◆ **What you will do**:
Your answer must be a single number: how many lines in the records include the word "Segment".

◆ **Data in this exercise**:
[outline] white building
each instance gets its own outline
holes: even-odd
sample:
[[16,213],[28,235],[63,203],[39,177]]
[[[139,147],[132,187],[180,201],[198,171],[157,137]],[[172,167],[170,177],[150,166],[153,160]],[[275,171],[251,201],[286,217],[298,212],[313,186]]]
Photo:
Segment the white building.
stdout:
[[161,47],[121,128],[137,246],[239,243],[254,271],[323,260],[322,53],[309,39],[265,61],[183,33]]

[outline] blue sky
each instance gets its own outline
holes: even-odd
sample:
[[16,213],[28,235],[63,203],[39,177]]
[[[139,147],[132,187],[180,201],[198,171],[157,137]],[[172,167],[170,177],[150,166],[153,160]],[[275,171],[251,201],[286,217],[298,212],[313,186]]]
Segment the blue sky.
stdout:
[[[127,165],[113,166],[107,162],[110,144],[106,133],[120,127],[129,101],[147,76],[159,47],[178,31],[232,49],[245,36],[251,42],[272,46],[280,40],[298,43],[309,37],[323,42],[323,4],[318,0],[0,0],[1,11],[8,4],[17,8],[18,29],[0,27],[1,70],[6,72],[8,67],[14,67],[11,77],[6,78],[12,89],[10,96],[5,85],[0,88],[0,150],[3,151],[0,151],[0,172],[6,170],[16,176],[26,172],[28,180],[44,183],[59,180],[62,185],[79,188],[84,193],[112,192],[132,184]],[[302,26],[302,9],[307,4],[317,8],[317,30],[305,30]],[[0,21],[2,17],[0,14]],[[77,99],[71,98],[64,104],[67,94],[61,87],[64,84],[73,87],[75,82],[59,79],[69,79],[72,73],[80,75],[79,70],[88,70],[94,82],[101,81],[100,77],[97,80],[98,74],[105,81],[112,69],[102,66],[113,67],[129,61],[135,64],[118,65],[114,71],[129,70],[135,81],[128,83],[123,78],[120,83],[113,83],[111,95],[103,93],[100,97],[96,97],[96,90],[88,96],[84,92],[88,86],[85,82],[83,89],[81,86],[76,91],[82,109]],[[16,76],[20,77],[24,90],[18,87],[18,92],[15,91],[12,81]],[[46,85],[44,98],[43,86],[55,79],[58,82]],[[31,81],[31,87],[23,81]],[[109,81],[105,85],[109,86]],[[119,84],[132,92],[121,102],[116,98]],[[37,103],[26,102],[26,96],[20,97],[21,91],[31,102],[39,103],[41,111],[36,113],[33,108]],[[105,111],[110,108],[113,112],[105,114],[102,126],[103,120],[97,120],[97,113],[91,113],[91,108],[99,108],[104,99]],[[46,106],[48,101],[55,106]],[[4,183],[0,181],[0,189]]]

◆ **Exercise solution**:
2